NIGHTMARES and PTSD

Everyone has bad dreams. The word nightmare is commonly used to differentiate between a simple bad dream and something far worse. These are sometimes quite vivid and even unforgettable. If you forget your dreams, it’s okay. That’s normal. Normal for others is remembering every second of a dream. They’ll wake up and tell you a novel out loud.

It’s interesting stuff because we don’t know yet why we dream. How we dream. Why some remember and some rarely do. Nor do we know what dreams mean because sometimes, they come true to some degree. Consulting dream interpretation books is akin to reading a newspaper horoscope.

It used to be accepted that dreams came in REM stage of sleep, but now we know we dream in every stage of sleep including while we’re falling asleep.

This happened to me once while I was a teenager. I was nodding off, and saw a succession of faces most finely detailed. Some brought no trouble to my mind. One did. He had blonde hair and a sailor’s cap with the brim turned down like Gilligan wore. I snapped awake. The guy was as evil as the thing I’d seen in my room upstairs a decade earlier. As evil as my father was.

I never could forget that face. It was stamped in my mind.

Years went by. I drove a tractor trailer for B Green & Co. and was on the old back dock one day looking for the forklift driver, Jerry. I couldn’t hear his lift running so I walked into the warehouse and turned a corner, where I came face-to-face with the guy I’d seen so long ago, wearing the hat I had seen him wearing. He was chilling; my blood ran cold with the look of hatred he fixed on me. A song was playing on a nearby radio: “Walk, Don’t Run” by the ventures.

PTSD affects the brain in ways that show up as abnormal on MRI results. The greater and more prolonged the trauma, the more areas that show abnormalities there are.

I’ve found that science is far behind what those with PTSD often learn on their own: that they are more receptive to the paranormal but can seldom control it; that they have vivid and traumatizing nightmares; that their social skills are never going to develop properly; that relationships are often stormy because self-esteem is low and they “settle” for the first person who gives them a second look, even marrying them after a few months of mostly sex dates; that they are never at peace or comfortable except in places they’ve gotten used to and that those places aren’t always good, therefore there is no peace, and the comfort is like a habit, an addiction, a cacoon.

**Stored data:**
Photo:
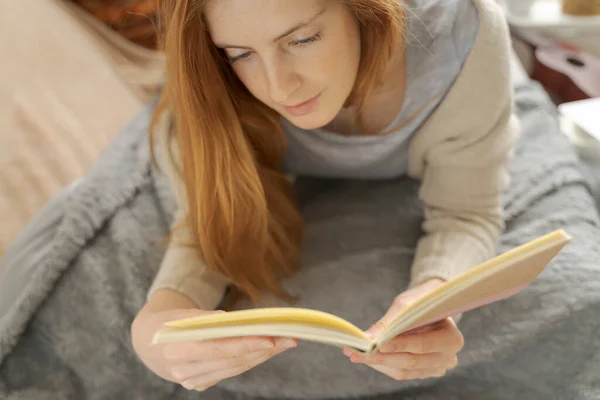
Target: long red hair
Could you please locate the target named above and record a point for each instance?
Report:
(242, 213)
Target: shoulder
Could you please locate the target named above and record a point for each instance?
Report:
(447, 23)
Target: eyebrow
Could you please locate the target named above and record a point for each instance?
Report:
(278, 38)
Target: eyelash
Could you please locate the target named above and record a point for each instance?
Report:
(297, 43)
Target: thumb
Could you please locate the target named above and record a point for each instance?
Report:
(397, 305)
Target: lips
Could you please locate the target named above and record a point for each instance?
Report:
(305, 108)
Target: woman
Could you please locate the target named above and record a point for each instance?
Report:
(257, 89)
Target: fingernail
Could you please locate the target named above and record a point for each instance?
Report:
(355, 358)
(266, 345)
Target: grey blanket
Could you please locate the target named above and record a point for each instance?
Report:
(72, 285)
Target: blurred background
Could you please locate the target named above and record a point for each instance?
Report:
(74, 72)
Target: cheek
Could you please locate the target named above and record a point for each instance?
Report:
(251, 76)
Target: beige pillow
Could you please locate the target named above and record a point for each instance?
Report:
(68, 84)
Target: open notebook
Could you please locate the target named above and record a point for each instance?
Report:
(496, 279)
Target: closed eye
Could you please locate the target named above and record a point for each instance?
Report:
(297, 43)
(306, 41)
(241, 57)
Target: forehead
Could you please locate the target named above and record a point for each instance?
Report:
(239, 21)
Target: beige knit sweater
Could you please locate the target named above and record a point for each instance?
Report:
(460, 155)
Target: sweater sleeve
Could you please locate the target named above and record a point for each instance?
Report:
(461, 156)
(182, 269)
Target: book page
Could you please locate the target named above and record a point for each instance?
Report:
(282, 315)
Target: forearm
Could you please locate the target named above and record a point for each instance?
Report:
(166, 299)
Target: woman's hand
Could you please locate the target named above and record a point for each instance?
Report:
(423, 353)
(199, 365)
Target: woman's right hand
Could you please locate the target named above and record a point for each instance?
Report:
(199, 365)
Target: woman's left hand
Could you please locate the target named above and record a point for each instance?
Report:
(423, 353)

**Exercise directions:** According to the essay on nightmares and PTSD, in which stages of sleep do we dream? The rows have nothing to do with the essay.

**Response to this task:** We dream in every stage of sleep, including while we're falling asleep.